# Set Theory Basics

## Venn diagram, universal and empty set

In later chapters,  we will sometimes refer to  »set theory« .  Therefore,  the most important basics and definitions of this discipline will be briefly summarized here.  The topic is also covered in the  $($German language$)$  learning video  »Mengentheoretische Begriffe und Gesetzmäßigkeiten«   ⇒   »Set Theory – Terms and Regularities«.

Set representation in the Venn diagram

An important tool of set theory is the  »Venn diagram«  according to the graph:

• Applied to probability theory,  the events  $A_i$  are represented here as areas.  For a simpler description we do not denote the events here with  $A_1$,  $A_2$  and  $A_3$,  but with  $A$,  $B$  and  $C$ in contrast to the last chapter.
• The total area corresponds to the  »universal set«  $($or short:  »universe«$)$  $G$.  The universe  $G$  contains all possible outcomes and stands for the  »certain event«,  which by definition occurs with probability »one«:   ${\rm Pr}(G) = 1$.  For example,  in the random experiment  »Throwing a die«,  the probability for the event  »The number of eyes is less than or equal to 6«  is identical to one.

**Information provided**

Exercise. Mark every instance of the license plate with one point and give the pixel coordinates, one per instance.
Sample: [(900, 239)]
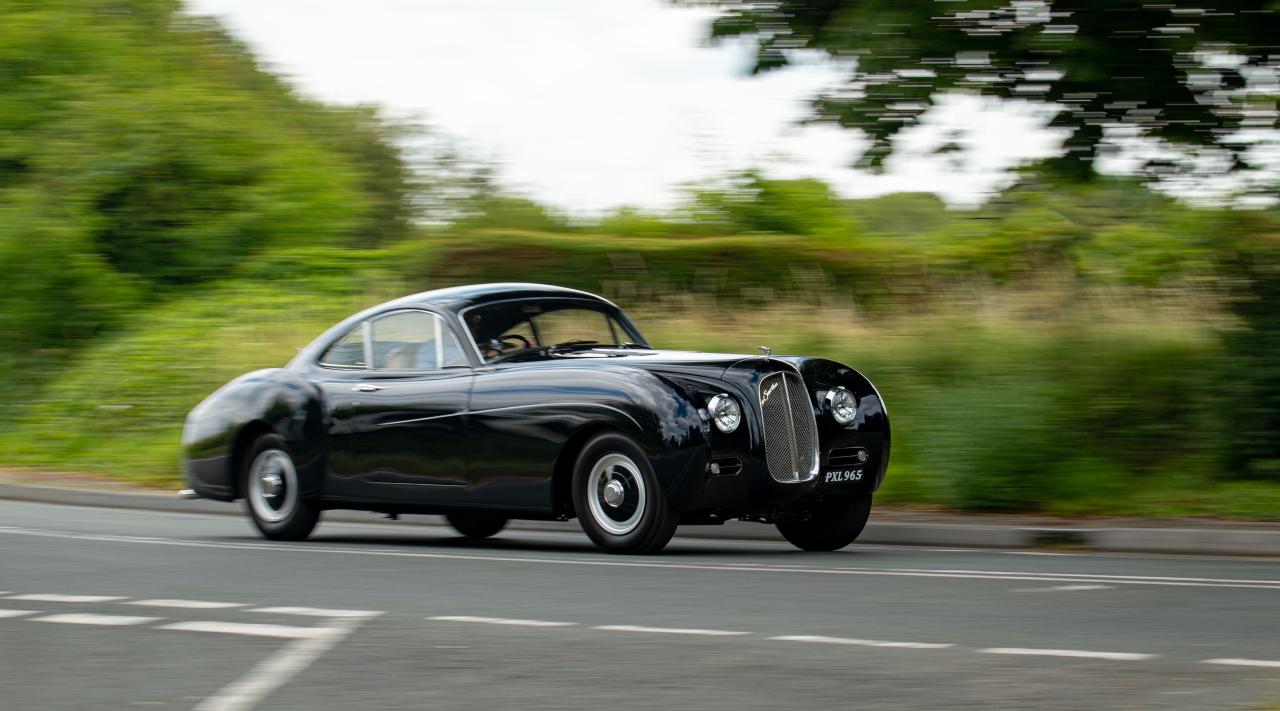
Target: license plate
[(842, 475)]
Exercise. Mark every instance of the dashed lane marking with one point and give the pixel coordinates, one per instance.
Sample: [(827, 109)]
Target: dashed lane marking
[(91, 619), (672, 630), (860, 642), (251, 629), (1066, 588), (1075, 653), (274, 671), (187, 604), (498, 620), (1266, 664), (50, 597), (320, 612)]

**Exercise tasks**
**A)** In the set theory article, which letters are used for the events instead of $A_1$, $A_2$ and $A_3$?
**B)** Retype the set theory article from "Set representation in" to "the last chapter.".

**Set of answers**
**A)** $A$, $B$ and $C$.

**B)**
Set representation in the Venn diagram

An important tool of set theory is the  »Venn diagram«  according to the graph:

• Applied to probability theory,  the events  $A_i$  are represented here as areas.  For a simpler description we do not denote the events here with  $A_1$,  $A_2$  and  $A_3$,  but with  $A$,  $B$  and  $C$ in contrast to the last chapter.